= Exercise =
The copy you give must match the records exactly, except that it holds no images.

BEGIN Record extracts

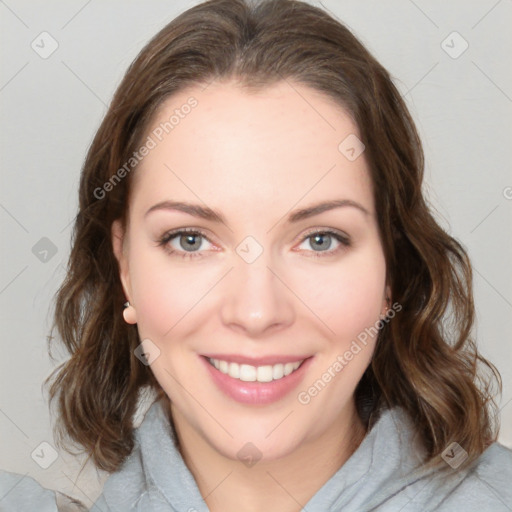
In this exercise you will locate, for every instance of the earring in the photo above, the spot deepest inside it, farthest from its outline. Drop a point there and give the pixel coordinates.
(383, 316)
(129, 314)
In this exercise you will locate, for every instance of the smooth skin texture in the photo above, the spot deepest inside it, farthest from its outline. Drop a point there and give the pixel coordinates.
(255, 158)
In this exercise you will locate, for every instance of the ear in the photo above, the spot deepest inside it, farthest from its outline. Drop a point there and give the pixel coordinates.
(119, 248)
(386, 303)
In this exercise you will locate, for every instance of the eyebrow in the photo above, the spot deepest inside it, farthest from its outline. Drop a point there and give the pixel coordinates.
(206, 213)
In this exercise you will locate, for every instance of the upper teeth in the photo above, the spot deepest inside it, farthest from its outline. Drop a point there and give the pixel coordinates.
(249, 373)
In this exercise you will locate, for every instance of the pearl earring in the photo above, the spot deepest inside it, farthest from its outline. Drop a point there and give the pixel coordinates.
(129, 314)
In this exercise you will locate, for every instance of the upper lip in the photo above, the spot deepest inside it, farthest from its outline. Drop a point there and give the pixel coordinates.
(257, 361)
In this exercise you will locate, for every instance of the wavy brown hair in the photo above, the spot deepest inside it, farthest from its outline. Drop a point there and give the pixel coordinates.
(425, 361)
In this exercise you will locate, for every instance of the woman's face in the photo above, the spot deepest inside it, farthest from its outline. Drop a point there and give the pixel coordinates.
(265, 285)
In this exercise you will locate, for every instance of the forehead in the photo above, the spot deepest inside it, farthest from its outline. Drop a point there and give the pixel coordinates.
(277, 145)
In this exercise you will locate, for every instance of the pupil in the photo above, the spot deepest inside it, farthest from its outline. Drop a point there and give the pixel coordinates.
(190, 242)
(321, 238)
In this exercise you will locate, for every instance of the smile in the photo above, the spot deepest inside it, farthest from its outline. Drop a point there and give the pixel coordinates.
(249, 373)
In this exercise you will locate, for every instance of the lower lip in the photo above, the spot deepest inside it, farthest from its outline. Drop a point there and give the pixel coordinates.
(257, 393)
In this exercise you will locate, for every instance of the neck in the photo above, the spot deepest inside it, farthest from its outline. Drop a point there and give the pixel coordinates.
(285, 484)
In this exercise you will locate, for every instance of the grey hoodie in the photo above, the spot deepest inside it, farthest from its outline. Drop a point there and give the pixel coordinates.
(379, 476)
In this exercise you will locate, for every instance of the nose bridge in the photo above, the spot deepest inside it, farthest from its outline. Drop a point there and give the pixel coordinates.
(255, 299)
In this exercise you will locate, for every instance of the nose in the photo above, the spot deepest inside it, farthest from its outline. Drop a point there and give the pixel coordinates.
(256, 299)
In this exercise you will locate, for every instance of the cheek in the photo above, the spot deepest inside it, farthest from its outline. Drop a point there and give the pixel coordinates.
(346, 296)
(165, 289)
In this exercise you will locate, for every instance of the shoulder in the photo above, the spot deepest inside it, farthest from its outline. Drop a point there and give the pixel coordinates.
(486, 485)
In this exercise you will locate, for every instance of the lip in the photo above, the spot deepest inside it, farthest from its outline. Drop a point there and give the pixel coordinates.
(257, 361)
(256, 393)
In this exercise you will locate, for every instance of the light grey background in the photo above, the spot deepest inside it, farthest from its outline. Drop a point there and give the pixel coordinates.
(51, 107)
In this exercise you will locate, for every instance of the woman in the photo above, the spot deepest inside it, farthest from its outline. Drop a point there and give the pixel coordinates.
(252, 244)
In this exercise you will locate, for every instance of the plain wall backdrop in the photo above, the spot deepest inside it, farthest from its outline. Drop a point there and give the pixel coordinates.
(60, 65)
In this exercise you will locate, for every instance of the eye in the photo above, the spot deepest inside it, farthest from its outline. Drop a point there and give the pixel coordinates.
(187, 242)
(323, 240)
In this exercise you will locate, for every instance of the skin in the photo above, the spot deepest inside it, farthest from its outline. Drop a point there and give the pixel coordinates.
(255, 157)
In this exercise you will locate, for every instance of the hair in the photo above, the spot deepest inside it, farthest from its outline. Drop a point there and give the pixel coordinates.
(425, 361)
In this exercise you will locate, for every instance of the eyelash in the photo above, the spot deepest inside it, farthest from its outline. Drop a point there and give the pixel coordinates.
(167, 237)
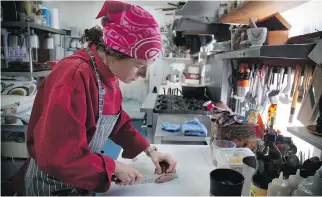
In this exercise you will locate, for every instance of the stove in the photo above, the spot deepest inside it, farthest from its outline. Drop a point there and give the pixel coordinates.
(173, 104)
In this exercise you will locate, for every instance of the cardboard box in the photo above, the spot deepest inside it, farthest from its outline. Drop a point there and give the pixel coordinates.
(237, 133)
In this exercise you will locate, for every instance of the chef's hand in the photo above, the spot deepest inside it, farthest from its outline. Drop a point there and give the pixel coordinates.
(127, 174)
(157, 157)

END Record extracts

= Expected answer =
In this exercise you will locate, for every instance of the earring in the photo above, the spot deepest inside it, farthest from its outline. Drop a point there and give the pixel coordinates.
(383, 316)
(129, 314)
In this exercise you will locate, for every instance of the smooth skin texture in the photo above, the spot deepest inside it, farthest from its outline. Drop a point there and give the pixel coordinates.
(255, 158)
In this exercise you will locate, for every instance of the ear in the photo above, the spot deepest inside it, farthest from its outline. Drop a point there and give the pixel coordinates.
(119, 248)
(386, 303)
In this exercise you will locate, for every instance of the eyebrow in the photo above, the spot deepest inside it, farthest from its outline. Drop a point there and give the pixel coordinates.
(206, 213)
In this exercise you will locate, for every instance of the upper teeth in the photo above, the spot deepest inside it, farthest from its outline. Drop a point there and give the pixel coordinates.
(249, 373)
In this exercise you will locate, for every instance of the pearl earring in the photo above, the spot deepest inside it, farthest from its outline. Drop a point there and give the pixel coordinates.
(129, 314)
In this exercise you will locate, for every instance of the upper lip in the photo above, the spot deepest inside it, farthest from its outline. Drop a point there and give the pixel coordinates.
(257, 361)
In this exercise you will locate, for every instance of the wavy brown hair in the photo above, the spot deepest inside it, farthest from its outline. Drop a point there and give the pixel coordinates.
(425, 361)
In this exercise you will locate, for every instance of the woman's face in the photo above, the spot deepest inside it, farthest from its outline. Drop a point there and give the pixel coordinates.
(265, 285)
In this exercise you will locate, for every instance of the forehead in the photo above, the spot deepest inside it, farthest from its outline. Drop a point there and give the pixel coordinates.
(277, 145)
In this exercise you will locate, for every instance of the pupil in the photo above, the spot deepest inside it, farthest from its outline. Drop a point there and give the pixel coordinates.
(190, 242)
(321, 238)
In this exercise you will locate, for every instance of the smile in the photo above, the spot deepest inside it, farthest from its outline. Drop a point there and give the pixel coordinates.
(249, 373)
In this exercise you will locate, for every instance of the lower lip in the photo above, the spot deepest inside it, farthest from its outline. Drop a point there and give the pixel coordinates.
(257, 393)
In this exercise you will locate, for every instance of the neck in the photo above, the spot deepest inside it, farthest from its outline. Drop a point there and give the pixel coordinates.
(285, 484)
In this exercise you will locate, for every instance of the grey hoodie in the photo above, the spot deepest inside it, farthest from its outline. Drop a point there and give the pixel coordinates.
(379, 476)
In this exercise you will locate, for every instance of the nose bridge in the photo above, the spot deepest inside it, farthest from its outline. Drop a point there and give the pixel coordinates.
(255, 299)
In this exercise you will locate, for every instance of the nose in the photo above, the spot deepest inside it, farthest from its outline. Drop a point there and give the pixel coordinates.
(256, 299)
In this exercise you will locate, for every instance of the cheek in the photo above, the spot deepest inside it, farthest from its outline. Drop a point there and give the pixel coordinates.
(346, 296)
(165, 289)
In this exercise you will locate, for every instance of the shoulder in the photo above, the spot deepest inside it, farthest from its outline. Drop a point there and give the pixel coordinates.
(486, 485)
In this exercise you will locate, for every instance of the lip in the photo above, the spot deepest inside it, farthest from its outline. Drop a point there and give the pixel coordinates.
(257, 361)
(256, 393)
In this exercise you will locate, for every instance of the light grey background in the photo above, the spot deepest inside it, farthest from its outline. Drop a point there and give the pixel coordinates.
(51, 107)
In this exercise you will locate, for every instance of the woman in the photo above, the spot deepest inside it, farthest from its outline. Drop a point there and give the pixel coordinates.
(252, 244)
In this exercise you will locate, for every instance of the plain wall backdrop in the photo above, the spot deepest inside it, farthest from its outline. Drop a point there and give the pixel coordinates.
(60, 65)
In this exercise you will locate, for every instance of the eye in the photo above, the spot deepest inside it, farthest from its outline. Drop a point there and give the pixel coordinates.
(187, 242)
(323, 240)
In this exercise you will locate, for every instance of the skin in the photo above, the spot deepest inside it, farthest from its outline. Drop a point there and give the pixel coordinates.
(255, 157)
In this exercise you will locate, for every instance of the hair in the photo above, the spot deepest inside it, farthest from its outline. Drop a point there and give the pixel coordinates.
(425, 361)
In this exercise you will locate, for every instance of the eyelash in the photo above, the spot deepest inside it, farthest from its outline. Drop a point there and give the pixel coordinates.
(167, 237)
In this exercise you will locate, for every instance of the stove in the photo above, the spot deepest inside it, farthest from its outline. Drop a point there and give the pixel coordinates.
(173, 104)
In this exercise you will locate, for every instance of the cardboard box in the photo above, the spot deepest inside it, farthest from its outline. Drop a point there and give the pixel coordinates.
(237, 133)
In this exercise you will locate, for every instance of the chef's hand in the photo above, the spot deepest inside it, farthest from its outline. Drop a point there and give the pixel coordinates.
(127, 174)
(157, 157)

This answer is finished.